DIRECTIONS FOR THIS TASK - Rewrite the entries below, changing every "evaluation set" to "validation set" and keeping everything else the same.

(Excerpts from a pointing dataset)

** begin **

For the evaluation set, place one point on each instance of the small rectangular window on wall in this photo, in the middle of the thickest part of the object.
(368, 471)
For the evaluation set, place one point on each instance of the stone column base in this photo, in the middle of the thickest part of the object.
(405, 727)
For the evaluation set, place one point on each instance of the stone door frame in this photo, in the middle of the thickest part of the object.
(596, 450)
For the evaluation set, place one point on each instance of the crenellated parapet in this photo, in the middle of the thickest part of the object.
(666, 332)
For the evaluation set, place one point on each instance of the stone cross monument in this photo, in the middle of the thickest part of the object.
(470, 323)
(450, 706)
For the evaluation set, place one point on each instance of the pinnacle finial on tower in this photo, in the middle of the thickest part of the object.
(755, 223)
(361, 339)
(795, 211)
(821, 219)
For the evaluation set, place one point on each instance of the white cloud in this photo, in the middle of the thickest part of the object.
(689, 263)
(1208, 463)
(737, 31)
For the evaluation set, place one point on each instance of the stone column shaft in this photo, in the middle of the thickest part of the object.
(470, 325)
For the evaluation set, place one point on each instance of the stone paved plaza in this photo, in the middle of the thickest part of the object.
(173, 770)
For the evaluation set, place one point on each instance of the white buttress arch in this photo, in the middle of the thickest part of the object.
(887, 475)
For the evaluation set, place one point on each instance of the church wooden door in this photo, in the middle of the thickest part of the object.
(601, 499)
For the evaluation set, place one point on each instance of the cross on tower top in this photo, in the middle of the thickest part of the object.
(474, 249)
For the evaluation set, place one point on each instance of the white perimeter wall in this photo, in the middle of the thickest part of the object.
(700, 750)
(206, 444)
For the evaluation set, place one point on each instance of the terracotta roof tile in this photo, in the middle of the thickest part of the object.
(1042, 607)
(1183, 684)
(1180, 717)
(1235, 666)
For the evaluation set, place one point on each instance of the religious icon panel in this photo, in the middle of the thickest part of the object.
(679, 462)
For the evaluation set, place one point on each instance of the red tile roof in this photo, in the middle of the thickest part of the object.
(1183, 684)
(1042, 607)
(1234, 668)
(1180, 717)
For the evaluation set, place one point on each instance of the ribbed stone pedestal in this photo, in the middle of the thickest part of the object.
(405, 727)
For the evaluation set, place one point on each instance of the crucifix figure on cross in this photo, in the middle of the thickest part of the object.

** end **

ANSWER TO THE TASK -
For the validation set, place one point on each instance of the small rectangular window on wall in this photo, in the middle of the thickest part of the object.
(368, 471)
For the validation set, place one point on each instance of the stone column base in this photo, in the middle of the thickest part of the object.
(405, 727)
For the validation set, place one point on each instance of the stone door frame in this photo, in the middle of the thickest part of the object.
(596, 450)
For the validation set, place one point on each instance of the crenellated parapet in this photo, in the middle of the thickest part of the object.
(666, 332)
For the validation set, place one point on each instance of the stone cross monument in this photo, in the middle of the thickest part of the object.
(470, 323)
(450, 706)
For the validation set, place one point on each instance of the pinnacle finial on tower in this photo, in the middle of the thickest part of the object.
(755, 223)
(361, 339)
(795, 211)
(821, 219)
For the validation set, place one point on each instance of the white cloud in this photo, in the middle of the thickest part of the object.
(689, 263)
(1208, 463)
(737, 31)
For the validation set, place one point on each instance of the stone column shaft in this photo, in the middle of the thickest part of the object.
(470, 325)
For the validation set, place one point on each instance of the stone paved plaza in this photo, in the middle of the thickest part of the object.
(173, 770)
For the validation set, place one point on each instance of the white buttress arch in this photo, in the middle of the thickest part of the object.
(887, 475)
For the validation set, place one point on each instance of the church wooden door in this photo, in the middle of the thickest part of the object.
(601, 499)
For the validation set, place one point on each instance of the cross on tower top in this photo, in the middle of the thickest part of the object.
(474, 249)
For the validation set, place one point on each instance of the white perimeter wall in this photo, in the middle of the thickest part of the object.
(700, 750)
(206, 444)
For the validation set, place one point on each instance of the terracotta roof tile in this photo, in the middle of the thickest part of the object.
(1042, 607)
(1183, 684)
(1180, 717)
(1235, 666)
For the validation set, place one point on each instance of the religious icon panel in this photo, in the middle of the thickest part of the object.
(679, 462)
For the validation set, place one point on each instance of the red tile roof in this photo, in the middle of the thickest part of the object.
(1183, 684)
(1042, 607)
(1234, 668)
(1180, 717)
For the validation set, place one point on each instance of the ribbed stone pedestal in this photo, in the middle of the thickest part of the object.
(405, 727)
For the validation set, place one point on each instance of the crucifix figure on cross in this photo, in the middle of the thickest part of the object.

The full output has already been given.